> **Document section**:
Dozens of alleged Muslim Brotherhood members were acquitted on charges of violence, unauthorised protests and sabotage from three different Egyptian courts on Thursday, Al-Ahram’s Arabic news website reported.
In one case, Cairo criminal court acquitted 30 people on charges of violence that took place in the eastern district of Moqattam in front of the headquarters of the Muslim Brotherhood in June.
Prosecution had charged the defendants with possession of weapons, ammunition and explosives.
Another court in the Nile Delta city of Kafr El-Sheikh acquitted 100 people, with only 20 of them present and the rest tried in absentia, from various charges including breaching the protest law.
The controversial anti-demonstrations law, which only allows for police-approved protests and punishes violators with lengthy jail terms and stiff fines, was issued last year to primarily quash the ongoing protests by ousted Islamist president Mohamed Morsi.

> **Records**:
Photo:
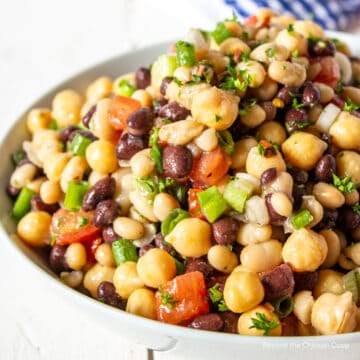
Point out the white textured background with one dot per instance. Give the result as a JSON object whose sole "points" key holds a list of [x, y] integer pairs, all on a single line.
{"points": [[41, 43]]}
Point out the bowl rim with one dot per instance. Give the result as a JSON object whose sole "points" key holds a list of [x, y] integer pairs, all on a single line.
{"points": [[171, 331]]}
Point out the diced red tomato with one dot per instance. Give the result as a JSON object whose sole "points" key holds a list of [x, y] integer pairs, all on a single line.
{"points": [[194, 204], [330, 71], [73, 226], [210, 167], [120, 109], [182, 299]]}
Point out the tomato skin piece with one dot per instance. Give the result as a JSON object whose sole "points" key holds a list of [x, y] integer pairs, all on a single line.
{"points": [[65, 226], [120, 109], [189, 298], [330, 71], [209, 168]]}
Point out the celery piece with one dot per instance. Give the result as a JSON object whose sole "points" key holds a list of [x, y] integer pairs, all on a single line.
{"points": [[74, 194], [124, 250], [212, 203], [236, 194], [22, 204], [185, 53], [79, 144], [301, 219]]}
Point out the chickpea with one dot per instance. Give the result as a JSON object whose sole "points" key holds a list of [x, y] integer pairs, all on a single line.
{"points": [[164, 203], [34, 228], [251, 233], [303, 303], [207, 140], [100, 88], [348, 164], [328, 195], [104, 255], [95, 275], [272, 131], [303, 150], [75, 256], [39, 118], [191, 237], [128, 228], [180, 132], [54, 165], [345, 131], [245, 321], [73, 170], [334, 314], [243, 291], [334, 248], [287, 73], [304, 250], [292, 41], [50, 192], [100, 155], [66, 108], [266, 91], [215, 108], [256, 163], [142, 302], [126, 279], [100, 121], [222, 258], [156, 267], [241, 151], [254, 116], [262, 256]]}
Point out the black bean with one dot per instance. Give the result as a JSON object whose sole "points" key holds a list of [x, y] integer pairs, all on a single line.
{"points": [[225, 230], [311, 94], [177, 161], [106, 292], [161, 244], [142, 78], [305, 280], [57, 259], [174, 111], [299, 176], [275, 218], [102, 190], [270, 110], [287, 93], [322, 48], [296, 119], [38, 205], [164, 84], [141, 121], [158, 104], [211, 322], [109, 235], [230, 320], [199, 264], [87, 117], [129, 145], [278, 282], [105, 213], [268, 176], [64, 134], [325, 167]]}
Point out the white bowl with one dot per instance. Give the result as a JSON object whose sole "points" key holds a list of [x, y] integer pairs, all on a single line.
{"points": [[187, 343]]}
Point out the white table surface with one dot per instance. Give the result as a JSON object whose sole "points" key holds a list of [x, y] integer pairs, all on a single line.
{"points": [[41, 43]]}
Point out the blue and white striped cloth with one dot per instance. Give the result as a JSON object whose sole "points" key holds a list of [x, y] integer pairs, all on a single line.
{"points": [[330, 14]]}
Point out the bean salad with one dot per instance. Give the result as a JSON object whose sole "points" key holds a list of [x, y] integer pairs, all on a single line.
{"points": [[216, 189]]}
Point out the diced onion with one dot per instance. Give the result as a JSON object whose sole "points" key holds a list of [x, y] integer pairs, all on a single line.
{"points": [[327, 116]]}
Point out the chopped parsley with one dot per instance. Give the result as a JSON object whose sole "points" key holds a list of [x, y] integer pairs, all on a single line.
{"points": [[345, 185], [261, 322]]}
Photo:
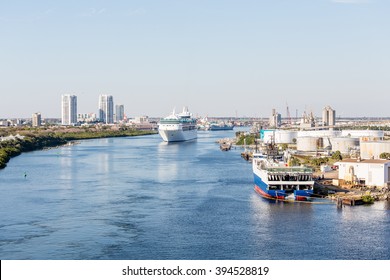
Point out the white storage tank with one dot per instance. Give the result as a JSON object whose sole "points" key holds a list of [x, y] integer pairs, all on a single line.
{"points": [[285, 136], [376, 134], [307, 144], [319, 133], [344, 144], [373, 149]]}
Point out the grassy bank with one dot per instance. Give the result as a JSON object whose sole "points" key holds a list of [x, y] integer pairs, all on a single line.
{"points": [[46, 137]]}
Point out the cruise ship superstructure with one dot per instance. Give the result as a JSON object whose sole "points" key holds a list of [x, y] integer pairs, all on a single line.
{"points": [[178, 127]]}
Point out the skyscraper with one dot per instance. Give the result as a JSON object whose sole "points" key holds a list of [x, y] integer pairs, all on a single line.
{"points": [[69, 109], [106, 108], [119, 113], [36, 119], [275, 120]]}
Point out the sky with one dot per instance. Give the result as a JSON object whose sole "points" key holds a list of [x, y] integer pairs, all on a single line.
{"points": [[220, 58]]}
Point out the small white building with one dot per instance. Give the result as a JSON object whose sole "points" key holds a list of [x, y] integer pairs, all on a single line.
{"points": [[374, 172]]}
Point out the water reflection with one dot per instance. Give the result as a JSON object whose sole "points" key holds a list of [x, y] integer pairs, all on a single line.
{"points": [[167, 161]]}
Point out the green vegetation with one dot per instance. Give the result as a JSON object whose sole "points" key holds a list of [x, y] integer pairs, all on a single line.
{"points": [[46, 137], [13, 148], [337, 155], [246, 139], [294, 161], [368, 199], [384, 155], [319, 161]]}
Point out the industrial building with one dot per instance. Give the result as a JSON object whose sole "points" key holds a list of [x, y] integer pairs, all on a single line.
{"points": [[370, 172], [328, 116], [373, 149]]}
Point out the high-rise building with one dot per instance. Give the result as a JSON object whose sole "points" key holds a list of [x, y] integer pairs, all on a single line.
{"points": [[275, 120], [328, 116], [119, 113], [69, 109], [106, 108], [36, 119]]}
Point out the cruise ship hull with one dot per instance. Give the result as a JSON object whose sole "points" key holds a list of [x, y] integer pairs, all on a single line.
{"points": [[177, 135]]}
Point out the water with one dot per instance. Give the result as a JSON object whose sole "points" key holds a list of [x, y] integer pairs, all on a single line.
{"points": [[140, 198]]}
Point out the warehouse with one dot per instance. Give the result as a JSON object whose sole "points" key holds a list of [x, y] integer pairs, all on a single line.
{"points": [[372, 172]]}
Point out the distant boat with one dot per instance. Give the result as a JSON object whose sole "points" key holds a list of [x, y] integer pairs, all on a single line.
{"points": [[178, 127], [221, 126], [275, 180]]}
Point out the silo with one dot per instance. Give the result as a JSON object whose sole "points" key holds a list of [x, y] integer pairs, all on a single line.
{"points": [[307, 144], [285, 136], [344, 144], [373, 149], [372, 134]]}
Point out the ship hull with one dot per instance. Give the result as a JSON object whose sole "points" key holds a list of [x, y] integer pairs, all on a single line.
{"points": [[216, 127]]}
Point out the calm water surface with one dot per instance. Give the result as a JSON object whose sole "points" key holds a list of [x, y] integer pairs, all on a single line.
{"points": [[140, 198]]}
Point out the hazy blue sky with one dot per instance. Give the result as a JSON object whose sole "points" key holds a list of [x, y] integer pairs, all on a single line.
{"points": [[221, 58]]}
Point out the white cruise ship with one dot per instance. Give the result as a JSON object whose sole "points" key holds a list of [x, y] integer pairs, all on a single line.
{"points": [[178, 127]]}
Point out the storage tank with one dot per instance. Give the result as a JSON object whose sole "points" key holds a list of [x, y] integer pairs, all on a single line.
{"points": [[344, 144], [376, 134], [307, 144], [373, 149], [285, 136], [319, 133]]}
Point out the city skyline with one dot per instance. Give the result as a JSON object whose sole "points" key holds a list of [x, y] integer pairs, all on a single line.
{"points": [[219, 58]]}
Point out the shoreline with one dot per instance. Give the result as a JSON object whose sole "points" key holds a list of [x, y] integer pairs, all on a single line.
{"points": [[28, 140]]}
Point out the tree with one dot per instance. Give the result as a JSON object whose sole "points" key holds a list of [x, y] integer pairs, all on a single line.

> **Assignment**: Write the next part of the report on the Egyptian court acquittals, picking up after its final sentence. The rows have nothing to do with the report on the Egyptian court acquittals.

> **Result**:
In the southern city of Assiut, the court acquitted 61 defendants and sentenced 40 others to up to 15 years in jail.
Defendants were charged with burning churches, police posts and public buildings. The violence, allegedly by Morsi supporters, happened in mid-August of 2013, after the forceful disbanding of two main pro-Morsi sit-ins, which killed hundreds.
Following the Islamist leader’s toppling, thousands of Brotherhood members and their supporters were arrested and put on trial, including Morsi himself and top leadership.
Charges against Morsi and his supporters varied from inciting violence and rioting to espionage.